Problem: Wherever the string "white" turns up in the data, copy the whole line.

Data for review:
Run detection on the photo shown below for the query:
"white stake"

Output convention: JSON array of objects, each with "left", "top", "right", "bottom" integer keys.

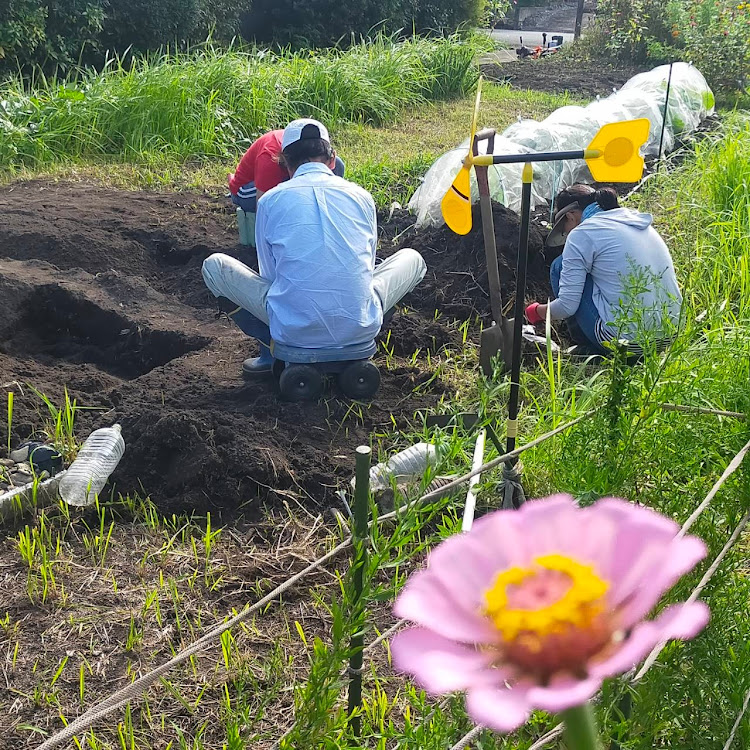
[{"left": 462, "top": 430, "right": 486, "bottom": 533}]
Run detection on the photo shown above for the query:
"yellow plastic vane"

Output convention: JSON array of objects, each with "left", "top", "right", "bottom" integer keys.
[
  {"left": 440, "top": 77, "right": 483, "bottom": 236},
  {"left": 440, "top": 107, "right": 651, "bottom": 236},
  {"left": 584, "top": 118, "right": 650, "bottom": 183}
]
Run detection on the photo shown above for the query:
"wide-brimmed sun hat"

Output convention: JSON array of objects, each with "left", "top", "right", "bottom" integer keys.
[{"left": 546, "top": 184, "right": 596, "bottom": 247}]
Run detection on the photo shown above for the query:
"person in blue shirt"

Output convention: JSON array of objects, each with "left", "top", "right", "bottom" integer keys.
[{"left": 203, "top": 118, "right": 427, "bottom": 375}]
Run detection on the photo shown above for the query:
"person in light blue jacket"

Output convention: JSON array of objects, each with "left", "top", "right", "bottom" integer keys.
[{"left": 525, "top": 184, "right": 682, "bottom": 355}]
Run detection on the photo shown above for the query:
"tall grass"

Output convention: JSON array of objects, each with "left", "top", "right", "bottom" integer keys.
[
  {"left": 0, "top": 35, "right": 481, "bottom": 170},
  {"left": 280, "top": 119, "right": 750, "bottom": 749}
]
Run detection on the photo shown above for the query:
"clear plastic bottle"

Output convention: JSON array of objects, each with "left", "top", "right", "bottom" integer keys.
[
  {"left": 59, "top": 425, "right": 126, "bottom": 507},
  {"left": 353, "top": 443, "right": 437, "bottom": 491}
]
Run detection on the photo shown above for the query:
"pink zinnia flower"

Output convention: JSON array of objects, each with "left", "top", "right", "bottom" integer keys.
[{"left": 391, "top": 495, "right": 709, "bottom": 733}]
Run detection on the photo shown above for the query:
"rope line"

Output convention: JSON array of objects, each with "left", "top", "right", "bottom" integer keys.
[
  {"left": 36, "top": 537, "right": 353, "bottom": 750},
  {"left": 722, "top": 688, "right": 750, "bottom": 750},
  {"left": 448, "top": 724, "right": 484, "bottom": 750},
  {"left": 677, "top": 437, "right": 750, "bottom": 539},
  {"left": 660, "top": 403, "right": 746, "bottom": 421}
]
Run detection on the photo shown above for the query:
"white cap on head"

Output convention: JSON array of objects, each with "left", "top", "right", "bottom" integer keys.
[{"left": 281, "top": 118, "right": 331, "bottom": 151}]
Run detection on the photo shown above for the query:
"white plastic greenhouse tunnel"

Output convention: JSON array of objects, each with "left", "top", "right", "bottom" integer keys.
[{"left": 408, "top": 63, "right": 716, "bottom": 228}]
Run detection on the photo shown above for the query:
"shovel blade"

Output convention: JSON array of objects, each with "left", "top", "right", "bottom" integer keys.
[{"left": 479, "top": 320, "right": 514, "bottom": 377}]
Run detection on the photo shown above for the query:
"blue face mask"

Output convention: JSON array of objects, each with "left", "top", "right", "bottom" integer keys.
[{"left": 581, "top": 202, "right": 604, "bottom": 222}]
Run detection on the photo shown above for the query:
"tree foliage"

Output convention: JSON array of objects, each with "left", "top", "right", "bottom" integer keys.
[{"left": 0, "top": 0, "right": 487, "bottom": 74}]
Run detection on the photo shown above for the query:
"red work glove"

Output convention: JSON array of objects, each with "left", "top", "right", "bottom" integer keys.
[{"left": 525, "top": 302, "right": 544, "bottom": 325}]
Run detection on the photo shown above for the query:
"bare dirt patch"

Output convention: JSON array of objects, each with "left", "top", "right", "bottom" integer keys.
[{"left": 0, "top": 181, "right": 556, "bottom": 515}]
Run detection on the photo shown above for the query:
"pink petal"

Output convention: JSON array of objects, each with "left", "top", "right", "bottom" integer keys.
[
  {"left": 394, "top": 570, "right": 498, "bottom": 643},
  {"left": 615, "top": 536, "right": 707, "bottom": 626},
  {"left": 590, "top": 602, "right": 710, "bottom": 679},
  {"left": 465, "top": 684, "right": 532, "bottom": 733},
  {"left": 391, "top": 627, "right": 501, "bottom": 694},
  {"left": 424, "top": 529, "right": 520, "bottom": 616},
  {"left": 527, "top": 675, "right": 601, "bottom": 713},
  {"left": 577, "top": 499, "right": 706, "bottom": 624}
]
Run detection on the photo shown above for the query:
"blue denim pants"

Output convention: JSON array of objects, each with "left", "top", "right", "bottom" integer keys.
[{"left": 549, "top": 255, "right": 607, "bottom": 354}]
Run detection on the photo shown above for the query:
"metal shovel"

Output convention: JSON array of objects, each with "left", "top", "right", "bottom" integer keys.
[{"left": 473, "top": 128, "right": 514, "bottom": 376}]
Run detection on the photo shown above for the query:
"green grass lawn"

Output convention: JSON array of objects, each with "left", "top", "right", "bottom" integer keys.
[{"left": 2, "top": 82, "right": 578, "bottom": 208}]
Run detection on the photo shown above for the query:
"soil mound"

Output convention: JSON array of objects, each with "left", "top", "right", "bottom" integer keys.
[
  {"left": 0, "top": 182, "right": 456, "bottom": 515},
  {"left": 387, "top": 202, "right": 551, "bottom": 320},
  {"left": 480, "top": 57, "right": 645, "bottom": 99},
  {"left": 0, "top": 182, "right": 551, "bottom": 514}
]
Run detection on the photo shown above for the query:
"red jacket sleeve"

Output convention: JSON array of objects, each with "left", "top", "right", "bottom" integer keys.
[{"left": 228, "top": 146, "right": 256, "bottom": 194}]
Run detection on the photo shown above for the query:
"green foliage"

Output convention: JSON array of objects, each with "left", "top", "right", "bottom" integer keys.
[
  {"left": 591, "top": 0, "right": 750, "bottom": 93},
  {"left": 0, "top": 0, "right": 106, "bottom": 70},
  {"left": 668, "top": 0, "right": 750, "bottom": 92},
  {"left": 483, "top": 0, "right": 513, "bottom": 27},
  {"left": 0, "top": 0, "right": 243, "bottom": 74},
  {"left": 241, "top": 0, "right": 487, "bottom": 48},
  {"left": 1, "top": 0, "right": 488, "bottom": 74},
  {"left": 593, "top": 0, "right": 673, "bottom": 61},
  {"left": 0, "top": 35, "right": 479, "bottom": 170}
]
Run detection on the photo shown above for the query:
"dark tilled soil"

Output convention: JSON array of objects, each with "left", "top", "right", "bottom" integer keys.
[
  {"left": 0, "top": 183, "right": 453, "bottom": 515},
  {"left": 384, "top": 202, "right": 550, "bottom": 321},
  {"left": 480, "top": 56, "right": 646, "bottom": 99},
  {"left": 0, "top": 181, "right": 552, "bottom": 515}
]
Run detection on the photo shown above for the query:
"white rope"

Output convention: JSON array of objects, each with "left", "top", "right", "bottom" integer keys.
[
  {"left": 448, "top": 723, "right": 484, "bottom": 750},
  {"left": 660, "top": 403, "right": 746, "bottom": 420},
  {"left": 677, "top": 437, "right": 750, "bottom": 538},
  {"left": 36, "top": 536, "right": 353, "bottom": 750},
  {"left": 722, "top": 688, "right": 750, "bottom": 750}
]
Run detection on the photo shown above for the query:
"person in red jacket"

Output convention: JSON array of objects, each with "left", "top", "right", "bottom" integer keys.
[{"left": 228, "top": 129, "right": 346, "bottom": 229}]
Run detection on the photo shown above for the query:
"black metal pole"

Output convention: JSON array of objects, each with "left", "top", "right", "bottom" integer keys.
[
  {"left": 483, "top": 149, "right": 587, "bottom": 166},
  {"left": 657, "top": 62, "right": 674, "bottom": 169},
  {"left": 506, "top": 163, "right": 533, "bottom": 457},
  {"left": 575, "top": 0, "right": 585, "bottom": 40},
  {"left": 347, "top": 445, "right": 370, "bottom": 739}
]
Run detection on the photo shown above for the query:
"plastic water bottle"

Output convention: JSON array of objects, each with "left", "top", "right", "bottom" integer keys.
[
  {"left": 353, "top": 443, "right": 437, "bottom": 491},
  {"left": 59, "top": 425, "right": 126, "bottom": 507}
]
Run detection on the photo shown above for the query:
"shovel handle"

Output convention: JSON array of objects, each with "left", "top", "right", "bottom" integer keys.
[
  {"left": 474, "top": 128, "right": 497, "bottom": 144},
  {"left": 472, "top": 132, "right": 505, "bottom": 328}
]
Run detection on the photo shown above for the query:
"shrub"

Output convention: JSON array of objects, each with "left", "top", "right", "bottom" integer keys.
[
  {"left": 668, "top": 0, "right": 750, "bottom": 92},
  {"left": 0, "top": 0, "right": 244, "bottom": 74},
  {"left": 594, "top": 0, "right": 672, "bottom": 62},
  {"left": 589, "top": 0, "right": 749, "bottom": 93},
  {"left": 240, "top": 0, "right": 487, "bottom": 47},
  {"left": 0, "top": 0, "right": 106, "bottom": 70}
]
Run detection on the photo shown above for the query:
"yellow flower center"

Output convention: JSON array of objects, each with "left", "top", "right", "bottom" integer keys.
[{"left": 484, "top": 554, "right": 609, "bottom": 644}]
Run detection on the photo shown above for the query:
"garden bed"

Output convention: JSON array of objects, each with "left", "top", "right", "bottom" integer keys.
[
  {"left": 0, "top": 181, "right": 553, "bottom": 516},
  {"left": 481, "top": 55, "right": 647, "bottom": 98}
]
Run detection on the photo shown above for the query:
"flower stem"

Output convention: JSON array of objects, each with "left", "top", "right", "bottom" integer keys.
[{"left": 561, "top": 704, "right": 603, "bottom": 750}]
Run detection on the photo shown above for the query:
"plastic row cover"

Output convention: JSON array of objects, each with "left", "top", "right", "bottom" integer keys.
[{"left": 409, "top": 63, "right": 715, "bottom": 227}]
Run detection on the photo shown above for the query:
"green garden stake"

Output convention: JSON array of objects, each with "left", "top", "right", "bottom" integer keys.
[
  {"left": 347, "top": 444, "right": 371, "bottom": 739},
  {"left": 7, "top": 392, "right": 13, "bottom": 456},
  {"left": 236, "top": 208, "right": 255, "bottom": 247}
]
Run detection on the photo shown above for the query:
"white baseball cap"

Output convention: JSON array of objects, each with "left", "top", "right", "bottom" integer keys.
[{"left": 281, "top": 118, "right": 331, "bottom": 151}]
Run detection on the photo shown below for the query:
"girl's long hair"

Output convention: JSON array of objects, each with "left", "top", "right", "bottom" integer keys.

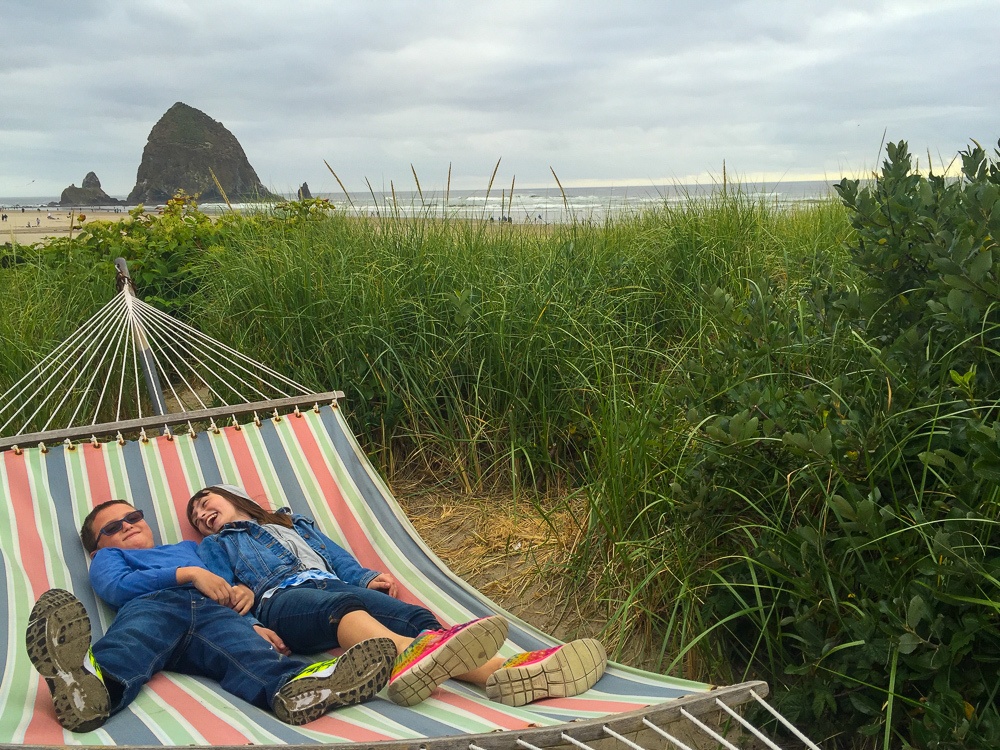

Result of this task:
"white stake"
"white cap on head"
"white plastic greenhouse tunnel"
"white rope"
"white baseball cap"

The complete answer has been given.